* Given task *
Identify the line in which "Question. Point out every instance of the sky" appears, then reproduce that line and all remaining lines of the records word for word.

-- start of Data for this task --

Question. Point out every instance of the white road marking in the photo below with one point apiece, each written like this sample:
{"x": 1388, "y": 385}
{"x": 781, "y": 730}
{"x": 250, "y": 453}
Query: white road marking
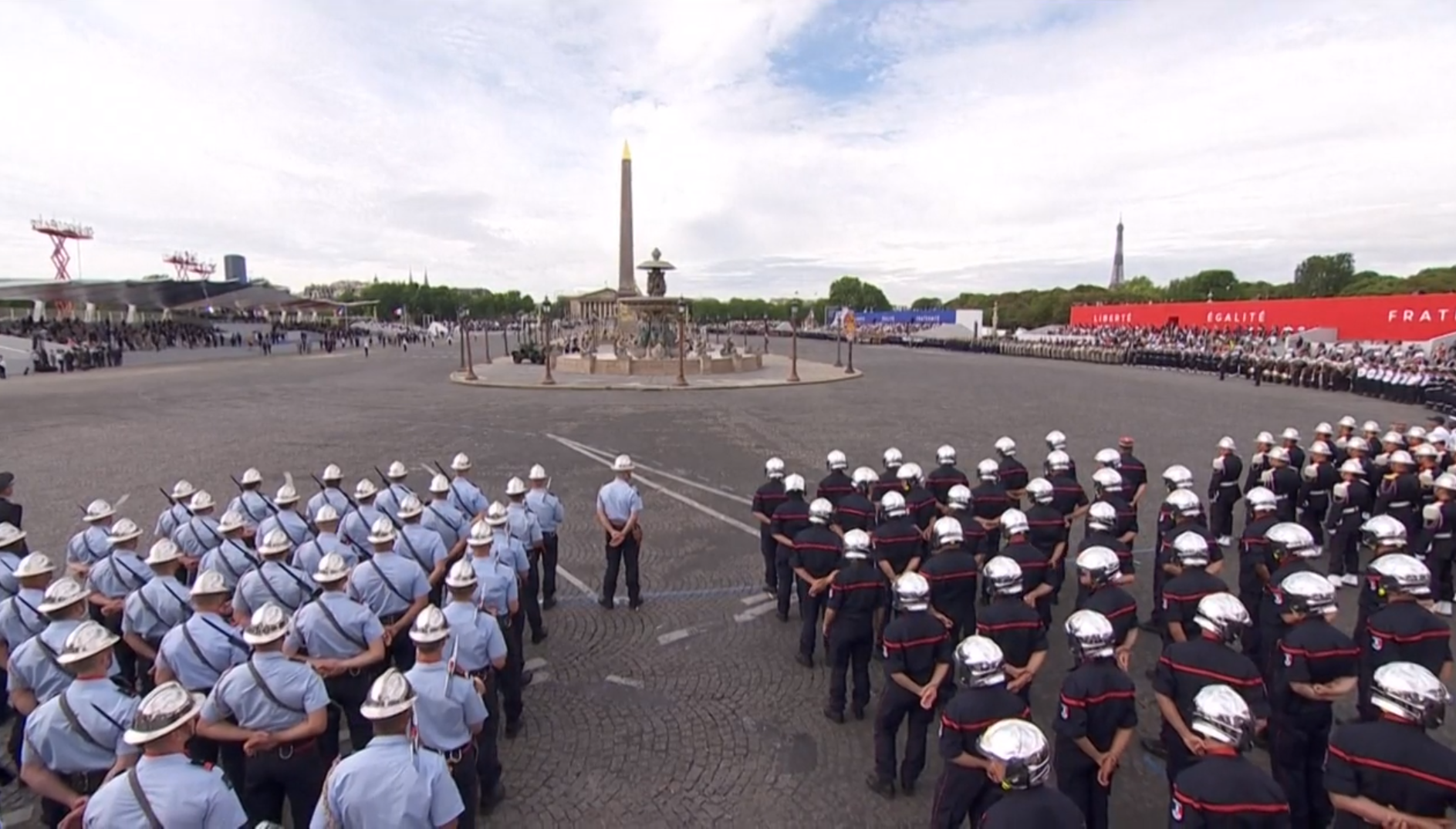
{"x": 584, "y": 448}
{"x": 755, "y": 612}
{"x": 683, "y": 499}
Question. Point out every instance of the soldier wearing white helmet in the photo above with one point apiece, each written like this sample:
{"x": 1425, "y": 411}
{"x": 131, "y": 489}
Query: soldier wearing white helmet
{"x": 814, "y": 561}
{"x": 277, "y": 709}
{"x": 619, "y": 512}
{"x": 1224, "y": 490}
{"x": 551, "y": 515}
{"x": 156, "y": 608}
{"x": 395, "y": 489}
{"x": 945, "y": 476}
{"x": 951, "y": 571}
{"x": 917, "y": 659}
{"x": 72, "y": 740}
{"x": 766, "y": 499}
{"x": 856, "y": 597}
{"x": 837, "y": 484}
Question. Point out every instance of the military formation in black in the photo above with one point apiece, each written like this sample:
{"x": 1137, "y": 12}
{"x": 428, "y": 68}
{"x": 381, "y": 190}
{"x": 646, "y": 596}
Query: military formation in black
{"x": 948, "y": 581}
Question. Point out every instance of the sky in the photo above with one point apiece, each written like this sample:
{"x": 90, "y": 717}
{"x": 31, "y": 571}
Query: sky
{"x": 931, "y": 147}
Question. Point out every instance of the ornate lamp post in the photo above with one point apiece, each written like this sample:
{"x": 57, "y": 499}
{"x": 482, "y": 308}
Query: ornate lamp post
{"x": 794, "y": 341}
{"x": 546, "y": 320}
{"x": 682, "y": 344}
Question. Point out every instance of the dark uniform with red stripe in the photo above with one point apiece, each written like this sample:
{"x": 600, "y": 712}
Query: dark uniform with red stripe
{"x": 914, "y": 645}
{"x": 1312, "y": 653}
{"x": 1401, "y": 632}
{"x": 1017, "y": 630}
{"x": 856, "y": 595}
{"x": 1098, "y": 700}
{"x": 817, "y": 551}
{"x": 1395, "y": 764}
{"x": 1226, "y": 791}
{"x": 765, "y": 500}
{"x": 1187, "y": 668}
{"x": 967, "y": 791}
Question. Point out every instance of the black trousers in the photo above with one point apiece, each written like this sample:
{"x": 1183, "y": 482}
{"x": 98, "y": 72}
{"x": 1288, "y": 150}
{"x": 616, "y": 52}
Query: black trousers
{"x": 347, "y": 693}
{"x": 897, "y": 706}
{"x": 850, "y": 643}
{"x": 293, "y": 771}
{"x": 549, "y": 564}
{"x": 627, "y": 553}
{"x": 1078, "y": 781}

-- end of Data for this task --

* Exercise solution *
Question. Point out every instance of the sky in the photo above with one point apiece, each written like this sample:
{"x": 90, "y": 717}
{"x": 31, "y": 571}
Query: sky
{"x": 931, "y": 147}
Question. Point out every instance of the ornate lamp post in the photo above with one point apiece, each written like this sample:
{"x": 57, "y": 499}
{"x": 482, "y": 308}
Query: ornate lamp post
{"x": 794, "y": 341}
{"x": 546, "y": 320}
{"x": 682, "y": 344}
Question. Point out every instance of the dark uniform with red stripe in the photo above with one point apiece, each written like this sample:
{"x": 600, "y": 712}
Query: dark uniform with red stripe
{"x": 914, "y": 645}
{"x": 1312, "y": 653}
{"x": 1401, "y": 632}
{"x": 1017, "y": 630}
{"x": 856, "y": 595}
{"x": 1098, "y": 700}
{"x": 817, "y": 551}
{"x": 1395, "y": 764}
{"x": 1226, "y": 791}
{"x": 765, "y": 500}
{"x": 1187, "y": 668}
{"x": 967, "y": 791}
Question. Point out every instance of the black trousers in the photo above with one point apiece, each written like this sample:
{"x": 1183, "y": 482}
{"x": 98, "y": 72}
{"x": 1288, "y": 150}
{"x": 616, "y": 52}
Query: black trousers
{"x": 347, "y": 693}
{"x": 897, "y": 706}
{"x": 850, "y": 643}
{"x": 293, "y": 771}
{"x": 549, "y": 564}
{"x": 627, "y": 553}
{"x": 1078, "y": 781}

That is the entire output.